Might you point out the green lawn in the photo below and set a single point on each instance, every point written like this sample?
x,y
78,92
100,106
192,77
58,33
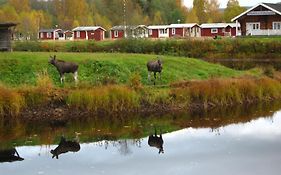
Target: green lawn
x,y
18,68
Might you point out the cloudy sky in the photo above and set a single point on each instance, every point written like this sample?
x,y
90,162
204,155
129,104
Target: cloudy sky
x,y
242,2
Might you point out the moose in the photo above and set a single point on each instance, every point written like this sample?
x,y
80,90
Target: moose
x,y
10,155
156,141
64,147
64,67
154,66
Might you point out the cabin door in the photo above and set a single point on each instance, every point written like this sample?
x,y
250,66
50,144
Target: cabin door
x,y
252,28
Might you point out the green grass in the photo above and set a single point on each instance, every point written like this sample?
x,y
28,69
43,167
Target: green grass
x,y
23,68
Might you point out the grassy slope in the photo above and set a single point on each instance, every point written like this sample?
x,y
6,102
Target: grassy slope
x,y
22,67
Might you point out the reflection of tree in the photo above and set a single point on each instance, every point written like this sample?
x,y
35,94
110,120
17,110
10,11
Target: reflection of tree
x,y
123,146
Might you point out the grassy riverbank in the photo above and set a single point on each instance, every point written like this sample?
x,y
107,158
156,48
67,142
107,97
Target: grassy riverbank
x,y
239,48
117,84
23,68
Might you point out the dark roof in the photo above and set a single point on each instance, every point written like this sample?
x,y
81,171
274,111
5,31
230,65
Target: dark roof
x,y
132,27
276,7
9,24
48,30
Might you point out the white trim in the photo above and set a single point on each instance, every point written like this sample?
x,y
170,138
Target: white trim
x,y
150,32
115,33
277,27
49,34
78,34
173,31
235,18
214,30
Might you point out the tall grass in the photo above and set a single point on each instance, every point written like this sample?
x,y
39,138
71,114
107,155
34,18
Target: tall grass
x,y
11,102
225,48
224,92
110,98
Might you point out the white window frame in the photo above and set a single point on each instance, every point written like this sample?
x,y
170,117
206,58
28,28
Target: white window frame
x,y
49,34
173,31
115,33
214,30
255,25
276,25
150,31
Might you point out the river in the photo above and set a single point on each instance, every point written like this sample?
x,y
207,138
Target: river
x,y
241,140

════════════════

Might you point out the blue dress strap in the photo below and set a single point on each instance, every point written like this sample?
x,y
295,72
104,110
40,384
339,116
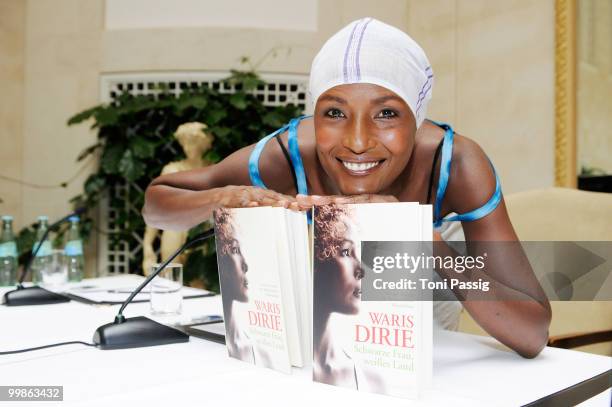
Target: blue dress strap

════════════════

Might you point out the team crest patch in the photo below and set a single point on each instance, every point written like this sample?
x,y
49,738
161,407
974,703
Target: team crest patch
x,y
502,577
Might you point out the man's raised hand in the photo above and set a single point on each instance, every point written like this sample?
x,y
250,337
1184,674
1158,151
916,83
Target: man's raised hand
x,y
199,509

════════════════

= The task =
For every line in the records above that holds "below", add one, and report the sum alone.

= Result of this task =
3